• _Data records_
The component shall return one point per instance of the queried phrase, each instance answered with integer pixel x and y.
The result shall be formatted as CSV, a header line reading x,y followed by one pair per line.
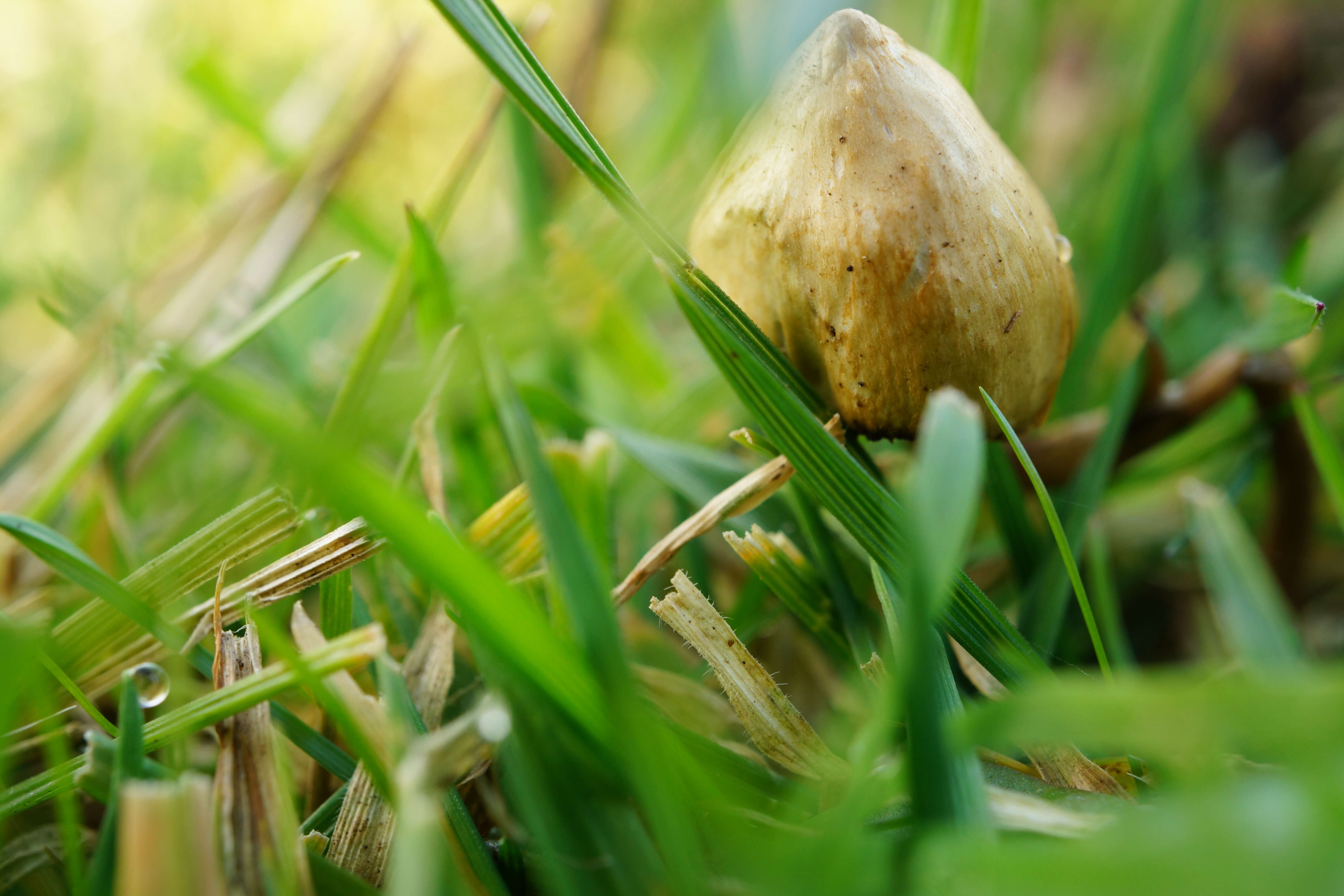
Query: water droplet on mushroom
x,y
151,684
1064,248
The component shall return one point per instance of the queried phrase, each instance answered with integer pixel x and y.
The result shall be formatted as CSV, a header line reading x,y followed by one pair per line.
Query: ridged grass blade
x,y
1251,608
1057,530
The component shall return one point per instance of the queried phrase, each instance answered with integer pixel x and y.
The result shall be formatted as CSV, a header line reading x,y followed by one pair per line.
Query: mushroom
x,y
876,228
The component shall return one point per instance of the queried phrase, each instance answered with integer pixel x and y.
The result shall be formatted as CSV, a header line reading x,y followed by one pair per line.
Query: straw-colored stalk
x,y
366,824
773,723
1057,765
259,834
166,844
507,534
743,496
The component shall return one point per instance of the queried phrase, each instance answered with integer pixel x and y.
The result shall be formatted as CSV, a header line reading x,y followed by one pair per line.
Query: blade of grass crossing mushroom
x,y
642,746
982,628
1326,452
498,45
1057,530
941,500
857,500
1252,612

• _TASK GOAL_
Copy each line of the records precisely and drop any images they hold.

• _ANSWER AREA_
The component shall return one point per instance of the queried phrase, each instance answered with integer pixel x and y.
The result shall be formatted as CSV, a header line reading x,y followed by one pair per line.
Query: water droplet on mushroom
x,y
151,684
1064,248
The component shall return one point per instance of the queried phrase, each instance answered with integer pixel x and y.
The result shall be formatted as CSV, a header line reading x,y followed by one pair per line.
Query: ridged grass blade
x,y
1251,608
1057,530
The component shall return one point per instance of the queried phrase, each instance answered with integer pixel x and y.
The result shall be formatted as CSV, a header line reading x,y followed by one pair per line.
Query: mushroom
x,y
876,228
The component shall return one point per instance of the queried phrase, each instance answered with integer pixel x and y.
The result shall be formatted as CSV, a header line reading x,y followed by one pair per line.
Query: straw-colored stalk
x,y
366,824
773,723
1057,765
259,834
166,844
507,534
743,496
The component shall return one point per instance of the queried phrase, each instance answered with integer pixel x and y.
The result shall be formatted as CSV, a header line reading x,y followed by one pair per line.
Query: blade of grass crossing mushroom
x,y
642,746
982,628
1326,452
498,45
1057,530
941,500
857,500
1252,612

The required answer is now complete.